### Given text
The truth is, just like with global warming, there is an overwhelming scientific consensus that vaccines work and have had a tremendous positive impact on global public health. It’s hard for us to appreciate the threats of infectious disease when we’ve had very little experience with the tragedy that comes with it. 

Mortality vs. Morbidity

Someone recently asked if children were dying from the recent measles outbreaks, because if kids aren’t dying then it doesn’t matter right? I think that’s the wrong question, we know measles is highly infectious, can lead to death and a large scale outbreak would eventually lead to deaths. Solely looking at mortality from these diseases dismisses morbidity, the lifelong impacts of these diseases on one’s quality of life.

Morbidity is very real and can be daunting and disabling; looking at infectious disease risk is incomplete without recognizing the very real complications such as: meningitis, seizures, stroke, pneumonia, long-term cognitive sequelae, kidney failure and infertility later in life.

Can we Make Vaccines Safer?

As a consumer safety advocate, I think it’s upon all of us to constantly ask how we can innovate and make drugs and products safer, there isn’t anything inherently wrong with asking that question. 

We have increased the amount of vaccines drastically over the last thirty years, talk to your doctor about which vaccines are absolutely necessary for public health prevention, your lifestyle and geographic location. While there are very few vaccines that can be skipped, some do exist (for example, ask your doctor of your infant needs the Hepatitis B vaccine based on the risk and lifestyle of a child). And finally, we must demand that pharmaceutical companies innovate and find safer ways to preserve the vaccines, in the same way we do of beauty companies.

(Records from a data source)

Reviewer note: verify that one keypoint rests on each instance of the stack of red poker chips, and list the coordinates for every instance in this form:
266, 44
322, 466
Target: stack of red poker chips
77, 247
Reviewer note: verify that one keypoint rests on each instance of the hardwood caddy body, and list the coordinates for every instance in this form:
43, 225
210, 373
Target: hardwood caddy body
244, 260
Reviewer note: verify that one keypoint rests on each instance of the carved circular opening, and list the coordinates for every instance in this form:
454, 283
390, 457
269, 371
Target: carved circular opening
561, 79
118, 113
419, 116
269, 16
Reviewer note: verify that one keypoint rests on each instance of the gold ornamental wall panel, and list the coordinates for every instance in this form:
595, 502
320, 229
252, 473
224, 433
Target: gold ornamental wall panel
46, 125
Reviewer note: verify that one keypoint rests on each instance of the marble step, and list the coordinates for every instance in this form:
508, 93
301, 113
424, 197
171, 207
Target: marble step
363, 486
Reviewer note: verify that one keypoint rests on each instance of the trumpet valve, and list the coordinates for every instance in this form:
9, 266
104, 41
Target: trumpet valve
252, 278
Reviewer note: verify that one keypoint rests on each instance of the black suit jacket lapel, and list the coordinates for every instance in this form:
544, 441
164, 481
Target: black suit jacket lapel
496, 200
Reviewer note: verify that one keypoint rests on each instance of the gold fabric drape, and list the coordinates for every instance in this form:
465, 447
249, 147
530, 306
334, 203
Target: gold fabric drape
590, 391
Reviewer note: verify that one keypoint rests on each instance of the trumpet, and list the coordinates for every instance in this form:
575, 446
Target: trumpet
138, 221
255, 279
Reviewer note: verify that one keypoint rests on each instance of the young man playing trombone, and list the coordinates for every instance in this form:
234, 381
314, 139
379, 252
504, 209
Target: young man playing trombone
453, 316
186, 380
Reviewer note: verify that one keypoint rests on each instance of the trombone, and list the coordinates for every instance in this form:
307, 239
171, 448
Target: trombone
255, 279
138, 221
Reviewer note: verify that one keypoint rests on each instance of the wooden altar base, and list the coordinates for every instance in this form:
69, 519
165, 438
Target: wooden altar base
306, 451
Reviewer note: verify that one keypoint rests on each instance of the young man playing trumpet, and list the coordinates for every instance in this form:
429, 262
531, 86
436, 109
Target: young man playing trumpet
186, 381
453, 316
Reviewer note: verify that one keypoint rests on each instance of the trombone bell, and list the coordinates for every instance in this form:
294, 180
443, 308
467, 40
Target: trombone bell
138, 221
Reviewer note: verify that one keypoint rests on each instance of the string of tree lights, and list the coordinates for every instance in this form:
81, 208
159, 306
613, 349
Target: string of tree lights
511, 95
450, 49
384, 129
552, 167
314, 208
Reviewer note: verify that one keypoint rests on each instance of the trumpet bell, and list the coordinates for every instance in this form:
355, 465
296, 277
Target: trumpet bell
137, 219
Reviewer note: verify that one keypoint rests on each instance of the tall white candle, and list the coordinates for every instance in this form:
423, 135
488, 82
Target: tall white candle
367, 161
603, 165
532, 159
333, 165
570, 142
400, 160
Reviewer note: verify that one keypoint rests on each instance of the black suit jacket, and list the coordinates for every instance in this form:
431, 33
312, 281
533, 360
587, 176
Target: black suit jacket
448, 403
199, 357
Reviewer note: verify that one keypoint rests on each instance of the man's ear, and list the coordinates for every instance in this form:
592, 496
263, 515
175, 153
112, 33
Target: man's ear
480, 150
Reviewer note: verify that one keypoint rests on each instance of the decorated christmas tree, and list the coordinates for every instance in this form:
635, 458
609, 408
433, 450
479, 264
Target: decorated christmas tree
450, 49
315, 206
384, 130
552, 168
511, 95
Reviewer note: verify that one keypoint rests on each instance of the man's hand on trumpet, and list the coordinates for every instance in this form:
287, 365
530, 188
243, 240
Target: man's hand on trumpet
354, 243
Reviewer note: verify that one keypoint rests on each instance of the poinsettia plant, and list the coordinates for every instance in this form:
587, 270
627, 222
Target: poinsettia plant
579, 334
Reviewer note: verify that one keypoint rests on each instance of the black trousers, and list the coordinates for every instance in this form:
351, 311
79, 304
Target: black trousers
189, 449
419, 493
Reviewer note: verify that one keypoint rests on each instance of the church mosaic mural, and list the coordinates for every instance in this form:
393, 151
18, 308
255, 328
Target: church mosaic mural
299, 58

### Requirement A
In the vaccine passage, change every "daunting" to "overwhelming" and write out the part starting at "Someone recently asked" and ending at "Make Vaccines Safer?".
### Requirement B
How does the vaccine passage define morbidity?
### Requirement C
Continue the passage on vaccines from its last sentence.
The records aren't needed for any of this.

### Expected answer A
Someone recently asked if children were dying from the recent measles outbreaks, because if kids aren’t dying then it doesn’t matter right? I think that’s the wrong question, we know measles is highly infectious, can lead to death and a large scale outbreak would eventually lead to deaths. Solely looking at mortality from these diseases dismisses morbidity, the lifelong impacts of these diseases on one’s quality of life.

Morbidity is very real and can be overwhelming and disabling; looking at infectious disease risk is incomplete without recognizing the very real complications such as: meningitis, seizures, stroke, pneumonia, long-term cognitive sequelae, kidney failure and infertility later in life.

Can we Make Vaccines Safer?

### Expected answer B
As the lifelong impacts of these diseases on one's quality of life.

### Expected answer C
Doctors Don’t Make Money from Pushing Vaccines

I will be the first to admit that pharmaceutical companies have a lot of influence on decisions doctors are making. In some cases, medical device or pharmaceutical representatives can wine and dine doctors in the hopes that they will push their product. Recent laws have helped reduce the influence of medical device and pharmaceutical companies on doctor decisions, but here’s the deal: while there is “money to be made” by physicians pushing certain medicines with their patients, vaccines aren’t one of them. It’s easy to say that doctors are peddling for vaccine companies like they are for others, but there is no financial incentive for doctors to do so. Ask any Family Practice physician, I’ve asked several, and have heard the same response. They don’t turn a profit from encouraging the use of vaccines.

Herd Immunity is a Real Thing

I think a recent Washington Post article with the provocative title “Measles cases are spreading, despite high vaccination rates. What’s going on?“, does a great job describing what “herd immunity” is and why it’s important. It also tackles the question that many people raise which is: If your family is vaccinated, why do you care? The author of this article outlines why that is the wrong question, and even despite the overwhelming proof that vaccines work, sometimes people still get sick. 

It’s important for all of us to vaccinate to protect herd immunity and thereby protect vulnerable populations that are at risk like the elderly, children, those undergoing chemotherapy, and others who cannot receive vaccines. 

In conclusion, I don’t have all the answers. I have tried to lay out what I see as the barriers to robust vaccination and a fair and balanced outline of the public health benefits to keeping infectious disease rates low. There are many things I didn’t cover here, like the benefit vaccines play in our ability to travel abroad and have a global, multicultural society. 

I hope that in my small corner of the internet, I’ve contributed in a constructive way to one of the biggest public health discussions of our time.

So you may ask, with all of this, if I had children, would they be vaccinated? The answer is a resounding yes.

As a defender of public health, I would be turning my back on one of the best ways to protect public health and turning my back on the mountain of science showcasing vaccine safety and efficacy.